WRITTEN TASK:
Set out every line of the listing below as a numbered list, omitting blank lines and leaving out the pictures.

GIVEN ENTRIES:
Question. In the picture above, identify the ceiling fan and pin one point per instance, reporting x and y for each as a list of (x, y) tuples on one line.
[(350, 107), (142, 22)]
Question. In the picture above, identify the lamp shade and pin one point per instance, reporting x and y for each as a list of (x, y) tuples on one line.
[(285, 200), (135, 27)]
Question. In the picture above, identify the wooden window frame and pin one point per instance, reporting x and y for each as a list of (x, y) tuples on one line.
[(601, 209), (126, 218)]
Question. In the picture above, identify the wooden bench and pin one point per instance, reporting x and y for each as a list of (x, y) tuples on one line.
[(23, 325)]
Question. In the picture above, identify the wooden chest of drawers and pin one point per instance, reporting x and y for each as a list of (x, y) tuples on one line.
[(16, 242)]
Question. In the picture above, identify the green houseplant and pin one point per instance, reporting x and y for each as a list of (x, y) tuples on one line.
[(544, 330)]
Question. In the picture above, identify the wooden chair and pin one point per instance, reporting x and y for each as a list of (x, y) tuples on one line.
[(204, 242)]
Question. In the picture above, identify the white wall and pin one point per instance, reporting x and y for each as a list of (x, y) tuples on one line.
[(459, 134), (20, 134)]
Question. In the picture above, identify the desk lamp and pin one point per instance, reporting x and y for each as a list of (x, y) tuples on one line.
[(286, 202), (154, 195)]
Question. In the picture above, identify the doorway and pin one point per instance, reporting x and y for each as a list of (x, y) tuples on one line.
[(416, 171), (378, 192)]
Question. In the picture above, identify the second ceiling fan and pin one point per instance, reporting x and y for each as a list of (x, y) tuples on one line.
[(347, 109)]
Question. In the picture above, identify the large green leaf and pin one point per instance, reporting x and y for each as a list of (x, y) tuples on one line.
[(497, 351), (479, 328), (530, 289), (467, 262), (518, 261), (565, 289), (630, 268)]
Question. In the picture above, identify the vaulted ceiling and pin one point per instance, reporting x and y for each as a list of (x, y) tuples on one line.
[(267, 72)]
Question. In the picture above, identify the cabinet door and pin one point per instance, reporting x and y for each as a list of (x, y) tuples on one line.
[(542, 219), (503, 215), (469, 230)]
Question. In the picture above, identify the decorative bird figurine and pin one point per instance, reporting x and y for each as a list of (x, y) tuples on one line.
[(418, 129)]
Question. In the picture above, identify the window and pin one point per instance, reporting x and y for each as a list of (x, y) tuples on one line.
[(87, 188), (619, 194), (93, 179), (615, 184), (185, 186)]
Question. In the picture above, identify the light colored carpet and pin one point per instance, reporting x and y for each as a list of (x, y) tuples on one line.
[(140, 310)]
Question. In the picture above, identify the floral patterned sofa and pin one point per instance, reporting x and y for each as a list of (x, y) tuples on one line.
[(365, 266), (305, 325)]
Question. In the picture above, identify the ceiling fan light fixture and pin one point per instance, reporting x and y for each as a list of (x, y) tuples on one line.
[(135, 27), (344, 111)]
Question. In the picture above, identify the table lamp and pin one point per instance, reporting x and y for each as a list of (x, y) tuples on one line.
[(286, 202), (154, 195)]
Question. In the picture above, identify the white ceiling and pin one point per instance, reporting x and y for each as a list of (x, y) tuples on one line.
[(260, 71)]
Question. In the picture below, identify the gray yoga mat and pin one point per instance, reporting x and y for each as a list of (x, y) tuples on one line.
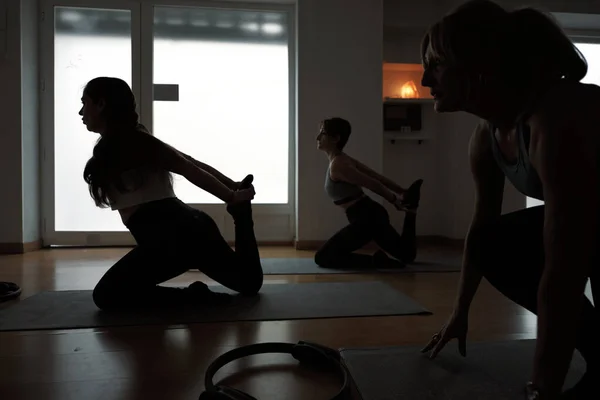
[(75, 309), (491, 371), (307, 266)]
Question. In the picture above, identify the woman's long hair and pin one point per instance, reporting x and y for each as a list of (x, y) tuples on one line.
[(112, 154), (525, 47)]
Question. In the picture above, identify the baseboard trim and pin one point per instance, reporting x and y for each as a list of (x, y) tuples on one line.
[(20, 248), (425, 240)]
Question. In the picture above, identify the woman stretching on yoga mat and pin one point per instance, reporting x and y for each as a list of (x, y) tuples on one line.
[(521, 75), (130, 171), (368, 219)]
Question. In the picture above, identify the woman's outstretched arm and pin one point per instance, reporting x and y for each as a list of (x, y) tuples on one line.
[(150, 150), (390, 184)]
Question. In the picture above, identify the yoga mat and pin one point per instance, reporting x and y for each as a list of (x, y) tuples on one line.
[(76, 309), (307, 266), (491, 371)]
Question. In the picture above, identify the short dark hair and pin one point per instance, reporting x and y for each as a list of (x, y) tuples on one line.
[(526, 47), (338, 127)]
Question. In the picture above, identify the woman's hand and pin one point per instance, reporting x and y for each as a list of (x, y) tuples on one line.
[(456, 328), (400, 205), (240, 196)]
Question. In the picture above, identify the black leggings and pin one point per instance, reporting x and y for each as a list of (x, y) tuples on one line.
[(510, 254), (172, 238), (369, 221)]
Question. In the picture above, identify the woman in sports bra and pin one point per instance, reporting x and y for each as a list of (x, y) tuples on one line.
[(368, 220), (130, 171), (521, 74)]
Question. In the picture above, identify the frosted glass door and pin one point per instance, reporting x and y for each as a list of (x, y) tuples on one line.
[(82, 40), (221, 93)]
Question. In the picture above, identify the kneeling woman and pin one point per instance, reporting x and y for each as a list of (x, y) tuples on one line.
[(369, 220), (130, 171)]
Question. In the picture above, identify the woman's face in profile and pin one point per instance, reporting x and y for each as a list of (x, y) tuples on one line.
[(448, 84)]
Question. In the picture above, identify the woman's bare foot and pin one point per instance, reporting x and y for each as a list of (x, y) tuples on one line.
[(242, 209)]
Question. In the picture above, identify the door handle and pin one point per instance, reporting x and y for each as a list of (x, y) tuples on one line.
[(165, 92)]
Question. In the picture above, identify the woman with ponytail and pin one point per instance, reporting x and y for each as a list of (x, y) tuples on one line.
[(520, 74), (130, 171)]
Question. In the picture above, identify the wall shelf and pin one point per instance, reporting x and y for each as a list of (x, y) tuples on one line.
[(408, 101), (405, 136)]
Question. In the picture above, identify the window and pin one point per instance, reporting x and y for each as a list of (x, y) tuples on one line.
[(591, 51), (231, 71)]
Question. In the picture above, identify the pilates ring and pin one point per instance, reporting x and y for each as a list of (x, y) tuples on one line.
[(314, 355)]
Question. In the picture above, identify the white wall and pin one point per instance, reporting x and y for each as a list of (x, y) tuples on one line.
[(19, 196), (11, 230), (30, 121), (340, 55), (339, 73)]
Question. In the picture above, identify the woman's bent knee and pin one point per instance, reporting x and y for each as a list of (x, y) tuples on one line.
[(252, 285)]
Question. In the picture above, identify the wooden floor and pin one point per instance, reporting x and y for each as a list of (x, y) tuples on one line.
[(150, 363)]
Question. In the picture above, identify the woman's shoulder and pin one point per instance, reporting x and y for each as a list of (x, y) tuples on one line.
[(569, 100), (571, 110)]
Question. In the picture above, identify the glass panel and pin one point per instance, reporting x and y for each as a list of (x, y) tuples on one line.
[(232, 107), (88, 43), (591, 52)]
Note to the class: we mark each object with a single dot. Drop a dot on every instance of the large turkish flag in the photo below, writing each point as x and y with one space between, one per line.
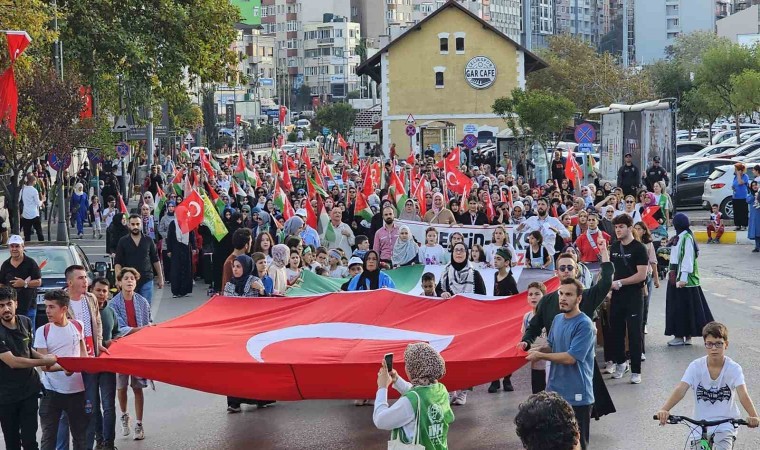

FINISHED ANSWER:
1. Question. In the picture above, identify the ceiling fan and pin one point per instance, reporting x and y for each as a list of (x, y) tuples on one line.
2. [(350, 107), (142, 22)]
3. Question. In the picture above, identify the lamp shade and pin one point per instance, reporting x and y for each as a list of (x, y) tuples on one line.
4. [(285, 200), (135, 27)]
5. Question. In the picture above, identify the wooden window frame and pin one point per instance, reporting x and y for each as a list of (x, y) tuples on one line.
6. [(601, 209), (126, 218)]
7. Question. In the picture above, identify the wooden bench and pin one point per instance, reporting x and y for each as a list of (x, y) tuples on one line.
8. [(23, 325)]
9. Question. In the picture above, identify the wooden chest of drawers and pin one point per instance, reporting x and y for each as a list of (x, y) tuples on one line.
10. [(16, 242)]
11. Question. In the picture above, identify the green houseplant and pin one point per instance, reporting x and y for each as a list of (x, y) tuples on one line.
12. [(544, 330)]
13. Question. In the picture above, identify the wooden chair and pin one point per instance, reporting x and y for each as a list of (x, y) tuples on one line.
14. [(204, 242)]
15. Question. In the picture above, identify the white wall and pin one point per instance, reporting x and y for each as a list of (x, y) tuples on one line.
16. [(459, 134), (20, 134)]
17. Question. In the picture above, identify the desk lamp and pin one point per instance, reporting x and y for each as a list of (x, y) tuples on one line.
18. [(286, 202), (154, 195)]
19. Question. In the picture above, identify the doorway and pin one point per instance, reporting x and y for each as a list of (x, y) tuples on one line.
20. [(416, 171), (378, 192)]
21. Question. In the picture above, identify the second ceiling fan and pin one point per instance, reporting x and y for each as a list of (x, y) tuples on one line.
22. [(347, 109)]
23. Question. In the picture above, identify the large green leaf and pin one point per instance, reporting x and y for each as a list of (x, y) tuples on one line.
24. [(497, 351), (479, 328), (530, 289), (467, 262), (518, 261), (565, 289), (630, 268)]
25. Question. In the picture above, identify the vaulted ceiling and pin one point per instance, reporting x and y for each as a list of (x, y) tuples on one line.
26. [(267, 72)]
27. Question. In the picture above, identify the cabinet door and pin one point per instance, reporting x and y for each as a list of (x, y) tuples on one line.
28. [(542, 219), (503, 215), (469, 230)]
29. Question. In the picture above, identify the decorative bird figurine and pin one point per instance, reporting x and y for each as a list of (x, y) tuples on one line.
30. [(418, 129)]
31. Question. In the picture above, identify the window and pin one point per instance, reporting x and y for each as a list of (x, y) tuples on one line.
32. [(87, 188), (619, 194), (93, 179), (615, 184), (185, 186)]
33. Question. In the picture above, identify the light colored carpet and pin one point per instance, reporting x and y for each as a list of (x, y) tuples on one line.
34. [(140, 310)]
35. Question. In the picture above, identify the floral patterned sofa and pin one point per instance, reporting x and y for each as a list of (x, y) tuples on one line.
36. [(365, 266), (305, 325)]
37. Question. In the picture above, identify the ceiling fan light fixture and pin one point per instance, reporting x and y for each as a list of (x, y) tuples on one line.
38. [(135, 27), (344, 111)]
39. Question. In the picture above, identify the table lamp and pin one point per instance, reporting x and y for each as a list of (x, y) tuples on one line.
40. [(286, 202), (154, 195)]
41. Question. In the picture above, identify the white ceiling and pin one point per instance, reporting x and y for each as a list of (x, y) tuples on one line.
42. [(260, 71)]
43. Question. In the picture below, identify the gray yoga mat and pin one point per instance, reporting x and y for each as a list of (x, y) tuples on one line.
44. [(75, 309), (491, 371), (307, 266)]
45. Question. In the picture above, identify the woman's long hair and pin one point per instance, reporting x and y for each as a list of (x, y) tuples on one line.
46. [(112, 154), (525, 47)]
47. Question. In the picture above, identify the baseboard trim and pin one point per instance, reporting x and y for each as a list of (x, y) tuples on one line.
48. [(20, 248), (425, 240)]
49. Question. In the picture above, identify the woman stretching on yoga mat and pin one point per instance, reporting x and y for each as a list of (x, y) tuples on one line.
50. [(521, 75), (130, 171), (368, 219)]
51. Question. In the picture above, identify the woman's outstretched arm and pin one point per instance, reporting x and y for each as a list of (x, y) tuples on one line.
52. [(150, 150), (390, 184)]
53. Question. In the picture above, identify the yoga mat and pin one point per instance, reporting x and y for each as a list of (x, y) tuples on one line.
54. [(76, 309), (307, 266), (491, 371)]
55. Question. In the picture above, identify the short dark hair and pin one point per instance, reporting x and y for each as a list of (x, y) tuples on one line.
56. [(526, 47), (338, 127)]
57. Question. In the picture above, identify the woman's hand and pin one point per instance, reporting x and y for each as a list of (x, y) tuples on one line.
58. [(456, 328), (400, 205), (240, 196)]
59. Question. In the picture above, identify the black leggings and pin one point per instance, reporting x and y for each as a list of (x, y) tuples on one line.
60. [(510, 254), (172, 238), (369, 221)]
61. Question. In the picture above, identify the woman in sports bra and pin one point per instance, reporting x and y for each as a list of (x, y) tuples on one line.
62. [(368, 220), (130, 171), (521, 74)]
63. Question. In the picture above, identify the frosted glass door and pin one point per instance, reporting x and y for each as a list of (x, y) tuples on one line.
64. [(82, 40), (221, 93)]
65. Question. In the picture above, identify the kneeling woman and pin one point per instance, reporting x and y for each as a list of (x, y) tuples on one line.
66. [(369, 220), (130, 171)]
67. Question. In the picture above, identify the woman's face in profile and pin one point per instance, reporting x and y for each as a list of (x, y) tuples on one line.
68. [(448, 84)]
69. Question. In the picture above, identify the woman's bare foot and pin one point per instance, reporting x and y for each as a list of (x, y) tuples on one line.
70. [(242, 209)]
71. Question. In the picture above, identify the door handle and pin one point per instance, reporting x and y for each as a list of (x, y) tuples on one line.
72. [(165, 92)]
73. Question. In the picture above, identify the woman with ponytail and pin one point per instance, reporting x and y for each as a list of (x, y) tuples on one line.
74. [(520, 74), (130, 171)]
75. Question. In the picture above, identify the wall shelf and pin one point per instance, reporting x and y for each as a list of (x, y) tuples on one line.
76. [(408, 101), (405, 136)]
77. Question. In the picture above, identify the window and pin one point per instance, reporting x and y for each as a list of (x, y) tuples on one line.
78. [(591, 51), (231, 71)]
79. Question. In the picture above, identify the pilates ring and pin one point per instance, reporting x and y for each as a list of (x, y) tuples on one line.
80. [(314, 355)]
81. Question. In the picture above, identify the white wall and pin one point per instance, reporting x and y for each as a list of (x, y) tuples on one line.
82. [(19, 196), (11, 230), (30, 121), (340, 55), (339, 73)]
83. Question. In the picture above, identify the woman's bent knee and pin one point per instance, reporting x and y for each as a list of (x, y) tuples on one line.
84. [(252, 285)]
85. Question. In the picture above, identify the wooden floor and pin one point per instance, reporting x and y for each as a list of (x, y) tuples on one line.
86. [(150, 363)]
87. Question. In the picture above, identify the woman's shoulder and pin one point per instance, reporting x and y for each as a list of (x, y) tuples on one line.
88. [(569, 100), (571, 110)]
89. Question. In the picture above, identify the glass panel and pin one point per instance, reporting x and y for each as a list of (x, y) tuples on one line.
90. [(232, 107), (88, 43), (591, 52)]
91. Note to the class: we mark each object with a single dot. Drop a dot on every instance of the large turkish flag in the photo below, writing each point as x and y with one space between, one per line.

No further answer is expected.